Set exercise 1> Quote the stretch from "I have made" through "it’s stutter free." in the post about camera zoom, word for word.

Extracted text>
Change camera zoom to properly zoom and not just enlarge

The current zoom function on all cameras acts as an enlarge function and does not actually zoom the image. Can this be changed so that the image is redrawn as if the camera viewpoint has actually been moved towards the area being zoomed in on? This would mean that additional infomation and detail will be added to the zoomed image.

Currently zooming in doesn’t add any new information to the image - it simply makes the existing image larger. At long distances, this means that LOD, drawing/rendering range etc all impact the zoomed image. The examples below show the current position.

View zoomed at 50% (i.e. default)

You can just make out the New York skyline in the centre of the picture. From this far, the fact that the photogrammetry hasn’t rendered properly is fine. However, zooming in to 100% from here shows this image:

Obviously this looks horrible. If the second image showed the photogrammetry rendered as if the camera viewpoint were in the right place to have taken this image at 50% zoom, the zoom would then include much more detail and information and operate much more as expected. This is what you would see through binoculars for example.

I would propose to implement a dynamic adaptation of terrain level of detail / LOD with zoom/field of view so when zooming in you would see objects and terrain with a realistic and higher level of detail.

I have made some tests to improve frame rate and reduce stutters on my system (old i2600K OC and RTX 2700). What I noticed doing some experiments is that with a Terrain Level of detail of 10 (vs 100) in a dense urban area (Rome with 3D photo buildings), I reduce to almost zero the stutters and have a smooth experience. with Terrain LOD to 100, I noticed that stutters are function of the change of scenery with time. I could see this by entering a steep 60 deg bank at 500 ft with a lot of buildings appearing during the turn. With Terrain LOD at 100 I have continuous stutters probably because the urban landscape changes continuously and need to be loaded. With LOD at 10, it’s stutter free.

Set exercise 2> Reproduce all of the records below, replacing "outline" with "contour" and changing nothing else. Omit the pictures.

Exercise inputs>
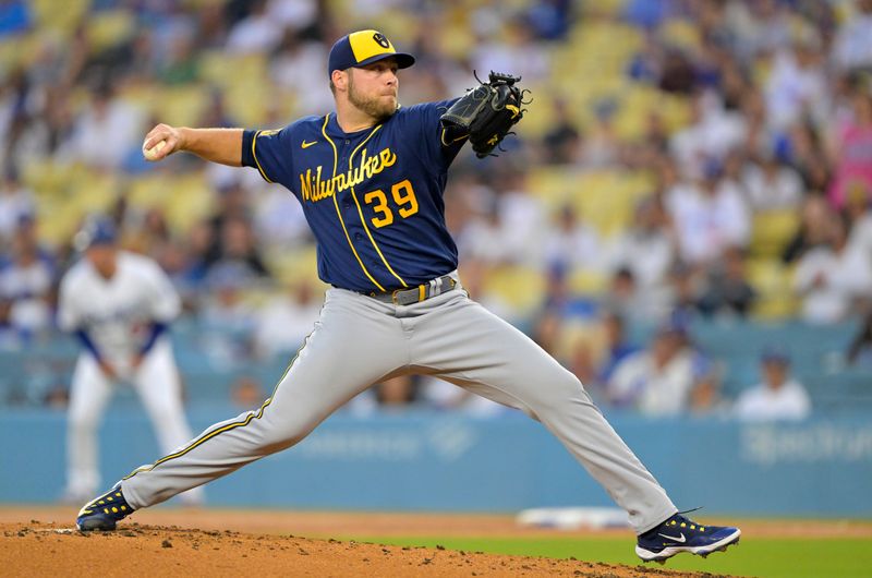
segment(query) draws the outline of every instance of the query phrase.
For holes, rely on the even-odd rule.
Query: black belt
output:
[[[386,291],[384,293],[371,291],[363,293],[373,299],[377,299],[384,303],[393,303],[395,305],[411,305],[412,303],[420,303],[431,297],[436,297],[452,290],[457,287],[457,281],[450,275],[443,275],[436,279],[429,280],[417,287],[411,289],[397,289],[396,291]]]

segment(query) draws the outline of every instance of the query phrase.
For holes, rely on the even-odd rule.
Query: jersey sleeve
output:
[[[257,169],[267,182],[289,182],[291,127],[278,131],[243,131],[242,165]]]
[[[438,103],[426,103],[411,107],[412,122],[417,124],[416,129],[423,143],[423,150],[427,165],[438,167],[438,172],[446,172],[460,152],[467,136],[456,136],[447,134],[439,122],[446,110],[458,99],[440,100]]]

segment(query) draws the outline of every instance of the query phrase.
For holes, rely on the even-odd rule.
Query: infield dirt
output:
[[[518,528],[510,516],[156,508],[122,521],[116,532],[83,534],[73,529],[74,515],[73,509],[62,507],[0,509],[3,576],[715,576],[651,565],[616,566],[328,538],[367,533],[555,535],[555,530]],[[613,531],[627,534],[628,547],[632,547],[628,530]],[[858,531],[868,535],[870,528]]]

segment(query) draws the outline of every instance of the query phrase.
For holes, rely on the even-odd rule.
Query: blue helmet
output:
[[[94,245],[111,245],[118,239],[116,224],[106,216],[88,217],[82,230],[73,238],[73,245],[77,251],[84,251]]]

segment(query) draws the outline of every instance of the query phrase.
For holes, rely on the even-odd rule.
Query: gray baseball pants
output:
[[[164,502],[296,444],[373,383],[407,373],[439,376],[542,422],[627,510],[637,533],[676,511],[579,380],[458,289],[405,306],[329,289],[315,329],[259,410],[138,468],[121,490],[134,509]]]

Correct response 1>
I have made some tests to improve frame rate and reduce stutters on my system (old i2600K OC and RTX 2700). What I noticed doing some experiments is that with a Terrain Level of detail of 10 (vs 100) in a dense urban area (Rome with 3D photo buildings), I reduce to almost zero the stutters and have a smooth experience. with Terrain LOD to 100, I noticed that stutters are function of the change of scenery with time. I could see this by entering a steep 60 deg bank at 500 ft with a lot of buildings appearing during the turn. With Terrain LOD at 100 I have continuous stutters probably because the urban landscape changes continuously and need to be loaded. With LOD at 10, it’s stutter free.

Correct response 2>
segment(query) draws the contour of every instance of the query phrase.
For holes, rely on the even-odd rule.
Query: black belt
output:
[[[386,291],[384,293],[371,291],[363,293],[373,299],[377,299],[384,303],[393,303],[395,305],[411,305],[412,303],[420,303],[431,297],[436,297],[452,290],[457,287],[457,281],[450,275],[443,275],[436,279],[429,280],[417,287],[411,289],[397,289],[396,291]]]

segment(query) draws the contour of every instance of the query phrase.
For holes, rely on the even-odd rule.
Query: jersey sleeve
output:
[[[257,169],[267,182],[289,182],[291,127],[278,131],[243,131],[242,165]]]
[[[438,103],[426,103],[411,107],[412,122],[417,124],[416,129],[423,143],[423,150],[427,165],[438,167],[438,172],[446,172],[460,152],[467,136],[456,136],[447,134],[439,122],[446,110],[458,99],[440,100]]]

segment(query) draws the contour of every instance of the query phrase.
For holes, rely on the even-odd rule.
Query: infield dirt
output:
[[[518,528],[510,516],[156,508],[122,521],[116,532],[83,534],[73,529],[74,515],[73,509],[62,507],[0,509],[3,576],[715,576],[651,565],[616,566],[328,538],[367,533],[555,535],[555,530]],[[613,531],[627,534],[628,547],[632,547],[628,530]],[[858,531],[868,535],[870,528]]]

segment(query) draws the contour of every instance of the query phrase.
For holes, rely on the even-odd rule.
Query: blue helmet
output:
[[[94,245],[111,245],[118,239],[116,224],[106,216],[88,217],[82,230],[73,238],[73,245],[77,251],[84,251]]]

segment(query) draws the contour of every instance of the query phrase.
For holes, rely on the even-odd rule.
Query: gray baseball pants
output:
[[[164,502],[296,444],[373,383],[407,373],[439,376],[542,422],[627,510],[637,533],[676,511],[579,380],[458,289],[405,306],[329,289],[315,329],[259,410],[138,468],[121,490],[134,509]]]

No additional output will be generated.